Content starts

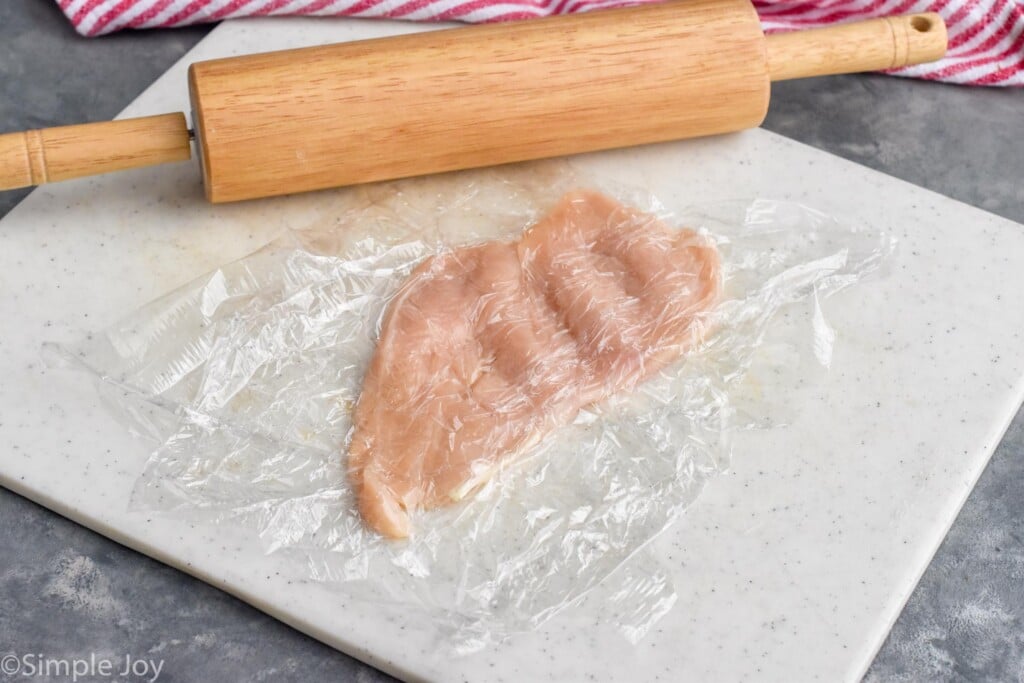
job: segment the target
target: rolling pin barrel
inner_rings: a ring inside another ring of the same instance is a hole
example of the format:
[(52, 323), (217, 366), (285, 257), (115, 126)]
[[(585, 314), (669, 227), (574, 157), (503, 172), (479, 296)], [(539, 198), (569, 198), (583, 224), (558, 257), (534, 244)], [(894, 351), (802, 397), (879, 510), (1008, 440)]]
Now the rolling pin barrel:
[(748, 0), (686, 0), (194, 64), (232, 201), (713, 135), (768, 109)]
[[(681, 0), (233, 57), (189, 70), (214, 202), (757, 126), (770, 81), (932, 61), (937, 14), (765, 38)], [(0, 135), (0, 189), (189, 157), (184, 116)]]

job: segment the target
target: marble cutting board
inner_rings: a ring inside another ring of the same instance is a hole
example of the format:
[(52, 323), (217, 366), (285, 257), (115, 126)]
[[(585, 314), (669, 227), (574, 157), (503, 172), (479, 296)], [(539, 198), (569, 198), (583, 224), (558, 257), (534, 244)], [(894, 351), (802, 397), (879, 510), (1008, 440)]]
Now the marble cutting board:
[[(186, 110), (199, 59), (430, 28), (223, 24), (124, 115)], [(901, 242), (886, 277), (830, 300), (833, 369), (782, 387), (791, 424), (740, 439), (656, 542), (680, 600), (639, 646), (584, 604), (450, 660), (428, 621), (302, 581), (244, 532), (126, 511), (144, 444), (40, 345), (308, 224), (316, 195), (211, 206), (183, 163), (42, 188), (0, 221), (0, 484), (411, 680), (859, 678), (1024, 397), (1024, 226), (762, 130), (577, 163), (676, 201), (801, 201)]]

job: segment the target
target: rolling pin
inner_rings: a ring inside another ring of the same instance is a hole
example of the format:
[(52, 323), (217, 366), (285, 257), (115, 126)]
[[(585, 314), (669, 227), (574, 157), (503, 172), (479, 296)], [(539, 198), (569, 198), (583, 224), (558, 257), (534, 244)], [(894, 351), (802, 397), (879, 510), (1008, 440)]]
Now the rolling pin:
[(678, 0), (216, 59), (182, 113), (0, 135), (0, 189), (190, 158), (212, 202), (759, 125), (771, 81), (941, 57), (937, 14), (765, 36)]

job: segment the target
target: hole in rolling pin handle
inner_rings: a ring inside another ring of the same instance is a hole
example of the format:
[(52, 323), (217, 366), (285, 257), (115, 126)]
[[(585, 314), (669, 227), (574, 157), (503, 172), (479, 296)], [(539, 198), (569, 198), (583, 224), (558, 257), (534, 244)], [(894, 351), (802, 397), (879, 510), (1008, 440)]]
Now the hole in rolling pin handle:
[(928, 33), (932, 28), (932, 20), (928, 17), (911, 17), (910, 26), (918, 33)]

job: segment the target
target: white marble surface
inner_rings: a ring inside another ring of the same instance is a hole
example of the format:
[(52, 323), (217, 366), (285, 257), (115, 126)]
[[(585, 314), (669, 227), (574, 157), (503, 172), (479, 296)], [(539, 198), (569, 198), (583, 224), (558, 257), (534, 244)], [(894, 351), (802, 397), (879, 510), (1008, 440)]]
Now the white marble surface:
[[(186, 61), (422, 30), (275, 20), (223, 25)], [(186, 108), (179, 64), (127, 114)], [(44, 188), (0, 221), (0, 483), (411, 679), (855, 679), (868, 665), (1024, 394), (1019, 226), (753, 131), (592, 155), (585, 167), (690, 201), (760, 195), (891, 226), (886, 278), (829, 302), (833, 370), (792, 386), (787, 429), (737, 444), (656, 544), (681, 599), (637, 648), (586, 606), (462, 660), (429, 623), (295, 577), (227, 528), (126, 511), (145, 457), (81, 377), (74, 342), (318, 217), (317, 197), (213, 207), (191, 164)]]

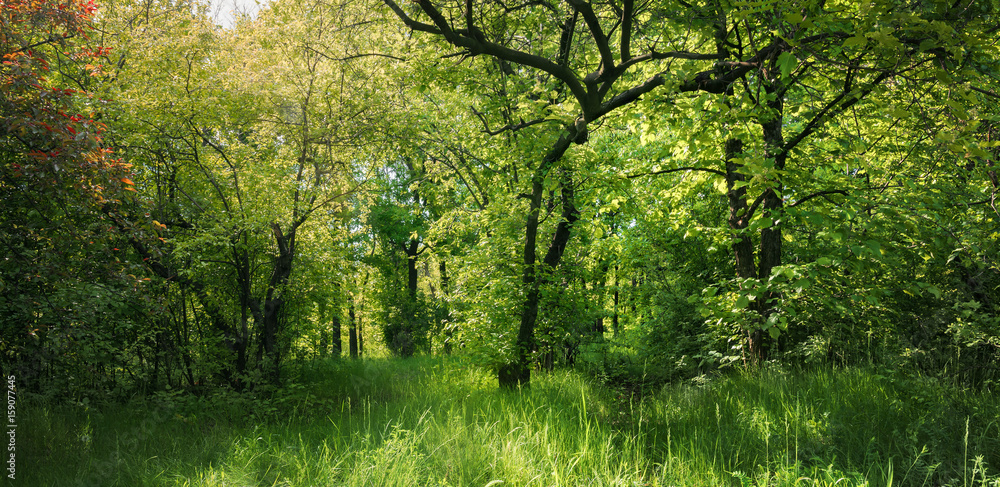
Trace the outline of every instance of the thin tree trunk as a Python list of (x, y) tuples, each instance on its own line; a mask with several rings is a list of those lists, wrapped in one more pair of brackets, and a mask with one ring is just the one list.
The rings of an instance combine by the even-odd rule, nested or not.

Content ends

ACTION ITEM >>
Letter for letter, reproduce every record above and skip the pictures.

RESPONSE >>
job: segment the target
target: rolling pin barrel
inner_rings: a ring inside another ring of the same instance is a hole
example of the format:
[(52, 323), (217, 366), (285, 257), (115, 126)]
[[(585, 314), (669, 227), (574, 157), (503, 172), (479, 296)], [(539, 198), (569, 198), (583, 224), (558, 257), (534, 244)], [(894, 351), (802, 397), (879, 510), (1008, 440)]]
Now the rolling pin barrel:
[(748, 0), (686, 0), (194, 64), (232, 201), (713, 135), (768, 109)]
[[(681, 0), (233, 57), (189, 70), (214, 202), (757, 126), (770, 81), (932, 61), (937, 14), (765, 38)], [(0, 135), (0, 189), (189, 157), (184, 116)]]

job: segment the target
target: marble cutting board
inner_rings: a ring inside another ring of the same instance is a hole
example of the format:
[(52, 323), (217, 366), (285, 257), (115, 126)]
[[(585, 314), (669, 227), (574, 157), (503, 172), (479, 296)], [(539, 198), (569, 198), (583, 224), (558, 257), (534, 244)], [(894, 351), (802, 397), (879, 510), (1008, 440)]]
Now the marble cutting board:
[[(186, 110), (199, 59), (430, 28), (223, 24), (124, 115)], [(901, 242), (886, 277), (830, 300), (833, 369), (782, 387), (791, 424), (740, 439), (656, 542), (680, 600), (639, 646), (584, 604), (450, 660), (428, 621), (302, 581), (244, 532), (126, 511), (144, 444), (40, 345), (308, 224), (316, 195), (211, 206), (183, 163), (42, 188), (0, 221), (0, 484), (411, 680), (859, 678), (1024, 397), (1024, 226), (762, 130), (577, 163), (676, 201), (801, 201)]]

job: segment the target
target: rolling pin
inner_rings: a ring inside another ring of the same instance is a hole
example of the format:
[(52, 323), (217, 366), (285, 257), (115, 126)]
[[(585, 314), (669, 227), (574, 157), (503, 172), (479, 296)], [(539, 198), (569, 198), (583, 224), (558, 257), (534, 244)], [(894, 351), (802, 397), (879, 510), (1008, 440)]]
Now the rolling pin:
[(678, 0), (216, 59), (182, 113), (0, 135), (0, 189), (190, 158), (212, 202), (759, 125), (771, 81), (941, 57), (937, 14), (765, 36)]

job: segment the target
target: hole in rolling pin handle
inner_rings: a ring inside another ring of the same instance is a hole
example of the format:
[(52, 323), (217, 366), (285, 257), (115, 126)]
[[(585, 314), (669, 227), (574, 157), (503, 172), (479, 296)], [(539, 198), (569, 198), (583, 224), (558, 257), (534, 244)], [(894, 351), (802, 397), (879, 510), (1008, 440)]]
Now the hole in rolling pin handle:
[(928, 33), (932, 28), (932, 20), (928, 17), (911, 17), (910, 26), (918, 33)]

job: segment the target
target: white marble surface
inner_rings: a ring inside another ring of the same instance is a hole
example of the format:
[(52, 323), (217, 366), (285, 257), (115, 126)]
[[(585, 314), (669, 227), (574, 157), (503, 172), (479, 296)], [(539, 198), (569, 198), (583, 224), (558, 257), (534, 244)], [(894, 351), (802, 397), (879, 510), (1008, 440)]]
Now the white marble surface:
[[(186, 61), (422, 30), (275, 20), (223, 25)], [(186, 108), (179, 64), (127, 114)], [(44, 188), (0, 221), (0, 483), (411, 679), (855, 679), (868, 665), (1024, 394), (1019, 226), (753, 131), (592, 155), (585, 167), (690, 201), (760, 195), (891, 226), (886, 278), (829, 302), (833, 370), (792, 386), (787, 429), (737, 444), (656, 544), (681, 599), (637, 648), (586, 606), (462, 660), (429, 623), (295, 577), (227, 528), (126, 511), (145, 457), (81, 377), (74, 342), (318, 217), (317, 197), (213, 207), (191, 164)]]

Trace the outline of every instance of the thin tree trunk as a Python list of (x, y) tuples, each instance on its own line; a mask with several rings is a list of those lists, wrapped in one more pair of brackets, and a mask with one ring is just the one list.
The rings of an instance combine by the even-odd rule, nested or not.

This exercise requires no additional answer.